*** Opening of Selected text ***

Thomas Eugene Horn (born June 7, 1946) is President of the San Francisco Performing Arts Center Foundation and Vice President and Past President of the San Francisco War Memorial and Performing Arts Center.

== Early life and education ==
Horn was born and raised in Albuquerque, New Mexico, the son of Lucille and H.B. Horn. His father co-founded the Horn Oil Co., a major oil and gas distributor. After serving in the New Mexico Air National Guard and graduating from UCLA School of Law, Horn served as legal director of the New Mexico Chapter of the American Civil Liberties Union. In 1976, Horn moved to San Francisco.

== Career ==
As a lawyer, Horn spent much of his practice in the 1970s representing gay clients. In his native New Mexico, he advocated for gay rights and sexual civil liberties as legal director of that state's ACLU. In that capacity, he challenged New Mexico's sodomy law. After moving to San Francisco in 1976, Horn would eventually go on to become active in local politics, working with the likes of slain gay Supervisor Harvey Milk, and was eventually one of the founders of Bay Area Lawyers for Individual Freedom (BALIF).

*** Close of Selected text ***
*** Opening of Supplied information ***

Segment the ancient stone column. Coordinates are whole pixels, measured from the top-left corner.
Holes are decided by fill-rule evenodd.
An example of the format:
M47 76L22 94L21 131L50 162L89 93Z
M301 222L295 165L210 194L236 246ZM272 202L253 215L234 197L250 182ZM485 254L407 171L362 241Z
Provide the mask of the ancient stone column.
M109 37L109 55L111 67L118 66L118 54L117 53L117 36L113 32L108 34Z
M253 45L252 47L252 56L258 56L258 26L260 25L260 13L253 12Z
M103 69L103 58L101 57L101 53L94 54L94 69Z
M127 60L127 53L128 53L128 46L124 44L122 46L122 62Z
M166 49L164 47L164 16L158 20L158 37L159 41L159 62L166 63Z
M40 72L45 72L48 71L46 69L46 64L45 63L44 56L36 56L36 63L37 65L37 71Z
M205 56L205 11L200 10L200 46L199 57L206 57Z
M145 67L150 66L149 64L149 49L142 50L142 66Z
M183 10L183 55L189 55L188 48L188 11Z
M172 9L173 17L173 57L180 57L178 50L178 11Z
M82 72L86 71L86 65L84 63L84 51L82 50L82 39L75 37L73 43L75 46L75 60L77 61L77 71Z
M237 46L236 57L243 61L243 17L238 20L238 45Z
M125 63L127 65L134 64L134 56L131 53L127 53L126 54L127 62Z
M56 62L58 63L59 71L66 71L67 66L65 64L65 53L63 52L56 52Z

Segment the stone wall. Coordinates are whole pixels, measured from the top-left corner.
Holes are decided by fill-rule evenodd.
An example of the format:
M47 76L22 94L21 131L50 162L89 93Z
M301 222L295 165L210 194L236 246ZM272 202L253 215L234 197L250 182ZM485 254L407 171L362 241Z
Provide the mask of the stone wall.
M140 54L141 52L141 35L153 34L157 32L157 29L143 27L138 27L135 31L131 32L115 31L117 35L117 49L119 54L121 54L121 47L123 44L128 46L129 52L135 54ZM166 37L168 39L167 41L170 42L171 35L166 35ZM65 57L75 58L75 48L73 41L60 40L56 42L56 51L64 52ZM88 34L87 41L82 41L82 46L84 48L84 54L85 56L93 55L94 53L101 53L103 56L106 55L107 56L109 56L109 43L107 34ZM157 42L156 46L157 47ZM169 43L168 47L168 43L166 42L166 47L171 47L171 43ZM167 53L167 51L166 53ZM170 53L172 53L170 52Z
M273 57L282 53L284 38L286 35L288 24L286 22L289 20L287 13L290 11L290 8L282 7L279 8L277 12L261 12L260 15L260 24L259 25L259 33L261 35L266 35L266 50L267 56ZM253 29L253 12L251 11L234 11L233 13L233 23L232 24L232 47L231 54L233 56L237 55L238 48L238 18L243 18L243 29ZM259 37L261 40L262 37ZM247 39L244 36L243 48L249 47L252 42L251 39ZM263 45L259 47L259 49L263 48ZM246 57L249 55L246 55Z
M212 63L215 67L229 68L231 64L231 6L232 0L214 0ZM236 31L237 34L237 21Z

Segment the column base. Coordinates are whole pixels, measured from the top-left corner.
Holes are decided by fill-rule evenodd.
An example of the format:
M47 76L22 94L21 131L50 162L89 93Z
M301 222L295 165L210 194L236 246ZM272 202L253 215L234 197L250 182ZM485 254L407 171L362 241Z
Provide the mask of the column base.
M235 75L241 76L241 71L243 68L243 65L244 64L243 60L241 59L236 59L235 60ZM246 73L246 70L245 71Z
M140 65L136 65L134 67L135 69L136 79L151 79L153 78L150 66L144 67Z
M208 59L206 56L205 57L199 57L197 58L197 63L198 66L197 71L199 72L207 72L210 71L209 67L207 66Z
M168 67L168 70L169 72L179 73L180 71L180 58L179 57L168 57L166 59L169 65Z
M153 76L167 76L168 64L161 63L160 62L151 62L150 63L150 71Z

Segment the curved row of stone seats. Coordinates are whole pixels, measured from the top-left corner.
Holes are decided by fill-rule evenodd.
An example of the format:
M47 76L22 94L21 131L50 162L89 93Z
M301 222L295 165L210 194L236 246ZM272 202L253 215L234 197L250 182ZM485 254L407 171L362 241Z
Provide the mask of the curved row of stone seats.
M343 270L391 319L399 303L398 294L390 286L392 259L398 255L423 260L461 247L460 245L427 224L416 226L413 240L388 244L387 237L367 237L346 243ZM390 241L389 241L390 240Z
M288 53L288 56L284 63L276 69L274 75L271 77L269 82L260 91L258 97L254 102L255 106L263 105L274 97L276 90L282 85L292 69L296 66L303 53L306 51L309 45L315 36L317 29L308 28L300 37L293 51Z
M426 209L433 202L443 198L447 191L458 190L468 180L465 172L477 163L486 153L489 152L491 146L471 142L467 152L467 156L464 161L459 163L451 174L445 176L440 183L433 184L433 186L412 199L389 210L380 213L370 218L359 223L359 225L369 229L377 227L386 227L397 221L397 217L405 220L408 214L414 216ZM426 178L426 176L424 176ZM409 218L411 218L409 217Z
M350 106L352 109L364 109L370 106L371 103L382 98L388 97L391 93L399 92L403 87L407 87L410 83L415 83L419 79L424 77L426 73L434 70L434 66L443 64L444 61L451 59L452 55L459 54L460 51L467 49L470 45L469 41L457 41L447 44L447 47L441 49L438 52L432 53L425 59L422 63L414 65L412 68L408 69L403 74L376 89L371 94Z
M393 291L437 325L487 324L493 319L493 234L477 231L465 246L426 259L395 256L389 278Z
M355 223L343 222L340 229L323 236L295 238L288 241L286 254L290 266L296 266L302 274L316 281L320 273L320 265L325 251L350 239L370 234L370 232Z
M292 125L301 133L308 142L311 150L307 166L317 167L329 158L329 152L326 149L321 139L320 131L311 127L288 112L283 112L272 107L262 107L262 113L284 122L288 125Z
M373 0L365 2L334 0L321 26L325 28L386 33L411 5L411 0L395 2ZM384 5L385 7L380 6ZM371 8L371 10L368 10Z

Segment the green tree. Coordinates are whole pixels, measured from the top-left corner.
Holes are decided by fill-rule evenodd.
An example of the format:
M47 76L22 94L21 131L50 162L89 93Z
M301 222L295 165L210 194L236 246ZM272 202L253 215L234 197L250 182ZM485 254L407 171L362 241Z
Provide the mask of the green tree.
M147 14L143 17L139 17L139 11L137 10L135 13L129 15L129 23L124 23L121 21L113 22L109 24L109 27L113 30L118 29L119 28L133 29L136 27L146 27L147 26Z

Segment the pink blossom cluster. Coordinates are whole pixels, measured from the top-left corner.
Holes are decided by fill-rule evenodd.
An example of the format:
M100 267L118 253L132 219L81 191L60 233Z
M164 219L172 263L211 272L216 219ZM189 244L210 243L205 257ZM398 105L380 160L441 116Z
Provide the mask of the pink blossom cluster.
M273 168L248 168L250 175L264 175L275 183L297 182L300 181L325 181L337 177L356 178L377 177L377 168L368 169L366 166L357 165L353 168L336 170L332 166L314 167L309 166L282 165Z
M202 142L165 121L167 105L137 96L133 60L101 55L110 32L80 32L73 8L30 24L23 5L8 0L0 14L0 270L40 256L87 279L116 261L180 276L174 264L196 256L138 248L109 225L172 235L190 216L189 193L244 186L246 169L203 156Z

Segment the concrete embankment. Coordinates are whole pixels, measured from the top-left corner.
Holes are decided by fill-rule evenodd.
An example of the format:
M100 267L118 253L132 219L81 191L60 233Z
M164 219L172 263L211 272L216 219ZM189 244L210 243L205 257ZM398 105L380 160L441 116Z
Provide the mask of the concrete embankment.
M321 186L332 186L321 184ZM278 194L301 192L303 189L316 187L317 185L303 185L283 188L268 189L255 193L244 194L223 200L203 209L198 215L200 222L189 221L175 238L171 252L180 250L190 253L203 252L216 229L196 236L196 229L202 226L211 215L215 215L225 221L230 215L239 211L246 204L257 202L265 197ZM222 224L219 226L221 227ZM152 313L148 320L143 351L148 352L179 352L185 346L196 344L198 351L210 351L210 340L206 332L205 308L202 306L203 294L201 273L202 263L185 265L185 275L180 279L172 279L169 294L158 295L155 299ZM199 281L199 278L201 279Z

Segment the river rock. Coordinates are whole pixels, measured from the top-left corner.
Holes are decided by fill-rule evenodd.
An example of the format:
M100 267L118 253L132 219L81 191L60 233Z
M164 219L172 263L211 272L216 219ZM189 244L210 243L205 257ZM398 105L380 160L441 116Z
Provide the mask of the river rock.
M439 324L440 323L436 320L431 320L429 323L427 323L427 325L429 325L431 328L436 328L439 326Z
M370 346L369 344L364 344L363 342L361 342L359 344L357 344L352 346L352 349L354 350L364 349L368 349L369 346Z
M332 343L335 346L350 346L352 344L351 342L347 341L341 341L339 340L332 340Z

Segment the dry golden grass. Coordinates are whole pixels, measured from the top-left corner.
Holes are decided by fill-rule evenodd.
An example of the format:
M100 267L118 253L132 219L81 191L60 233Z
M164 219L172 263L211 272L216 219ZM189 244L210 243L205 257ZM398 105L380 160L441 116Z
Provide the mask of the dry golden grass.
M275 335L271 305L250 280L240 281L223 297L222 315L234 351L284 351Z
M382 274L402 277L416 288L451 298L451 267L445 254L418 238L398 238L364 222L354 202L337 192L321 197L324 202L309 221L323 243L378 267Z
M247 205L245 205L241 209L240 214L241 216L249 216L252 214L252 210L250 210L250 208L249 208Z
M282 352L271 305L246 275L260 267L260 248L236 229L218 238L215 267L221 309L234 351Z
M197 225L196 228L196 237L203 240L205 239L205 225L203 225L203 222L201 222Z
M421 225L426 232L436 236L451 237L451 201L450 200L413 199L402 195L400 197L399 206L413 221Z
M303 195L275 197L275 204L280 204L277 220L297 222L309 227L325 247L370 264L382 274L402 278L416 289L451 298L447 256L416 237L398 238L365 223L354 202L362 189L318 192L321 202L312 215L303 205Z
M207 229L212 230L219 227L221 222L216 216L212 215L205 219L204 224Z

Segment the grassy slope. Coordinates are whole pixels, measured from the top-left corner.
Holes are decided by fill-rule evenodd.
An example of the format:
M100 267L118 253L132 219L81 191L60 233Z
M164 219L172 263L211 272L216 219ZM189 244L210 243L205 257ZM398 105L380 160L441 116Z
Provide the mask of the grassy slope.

*** Close of Supplied information ***

#### Problem statement:
Condense the text on Thomas Eugene Horn into two sentences.

#### Exercise result:
Thomas Eugene Horn, born June 7, 1946, and raised in Albuquerque, is President of the San Francisco Performing Arts Center Foundation and Vice President and Past President of the San Francisco War Memorial and Performing Arts Center. After graduating from UCLA School of Law, he served as legal director of the New Mexico Chapter of the ACLU, where he advocated for gay rights and challenged the state's sodomy law, and after moving to San Francisco in 1976 he worked in local politics with Harvey Milk and helped found Bay Area Lawyers for Individual Freedom.